# Stated goal
Locate the line with "of the damaged" in the material. Copy that line and each one after it, through the last, exactly and with nothing else.

# Given records
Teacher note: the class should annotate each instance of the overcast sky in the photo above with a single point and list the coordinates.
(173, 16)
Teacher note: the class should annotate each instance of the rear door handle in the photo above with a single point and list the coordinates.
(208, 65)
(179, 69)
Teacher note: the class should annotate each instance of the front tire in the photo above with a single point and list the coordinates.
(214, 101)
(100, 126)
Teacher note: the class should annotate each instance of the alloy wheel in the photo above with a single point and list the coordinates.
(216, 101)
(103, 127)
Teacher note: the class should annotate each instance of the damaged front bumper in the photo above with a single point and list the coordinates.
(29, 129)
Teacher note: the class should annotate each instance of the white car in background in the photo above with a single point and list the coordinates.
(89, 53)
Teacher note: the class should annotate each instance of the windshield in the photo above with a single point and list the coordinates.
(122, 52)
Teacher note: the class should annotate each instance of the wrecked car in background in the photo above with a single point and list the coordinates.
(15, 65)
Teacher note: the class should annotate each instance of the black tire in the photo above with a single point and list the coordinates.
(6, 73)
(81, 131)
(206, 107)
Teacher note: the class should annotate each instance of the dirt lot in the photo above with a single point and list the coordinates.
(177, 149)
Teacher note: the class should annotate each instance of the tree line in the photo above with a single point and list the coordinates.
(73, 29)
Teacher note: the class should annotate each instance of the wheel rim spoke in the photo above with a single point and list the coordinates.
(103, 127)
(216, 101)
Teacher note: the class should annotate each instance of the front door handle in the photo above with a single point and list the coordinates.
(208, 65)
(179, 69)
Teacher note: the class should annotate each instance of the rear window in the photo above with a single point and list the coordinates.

# Answer to this task
Teacher note: the class should annotate each instance of the damaged front bumper in the photo above with a single point and list the coordinates.
(29, 129)
Teacher note: the class should annotate each instance of the white car in background in the photo above with a single point and list the coordinates.
(89, 53)
Teacher note: the class should annotate each instance of the windshield in the photo above with a single point and list the coordinates.
(122, 52)
Teacher note: the class should annotate each instance of the wrecked car in background in the photo above with a single point and list the coordinates.
(15, 65)
Teacher note: the class should annotate each instance of the black tire in the photo above with a single point and list the coordinates.
(6, 73)
(81, 131)
(206, 107)
Teacher note: the class should annotate each instance of the dirt lot in the photo above with a single point and list the coordinates.
(177, 149)
Teacher note: the class should annotate each instance of the tree line in the photo above with a single point and list the coordinates.
(73, 29)
Teacher note: the class should annotate each instance of the wheel rim spoke in the photo above with a single point and list the coordinates.
(103, 127)
(216, 101)
Teacher note: the class should annotate each instance of the front door handle in the photo above with a single point and list the coordinates.
(208, 65)
(179, 69)
Teacher note: the class should annotate each instance of the rear window in the photo above with a single point and list the coordinates.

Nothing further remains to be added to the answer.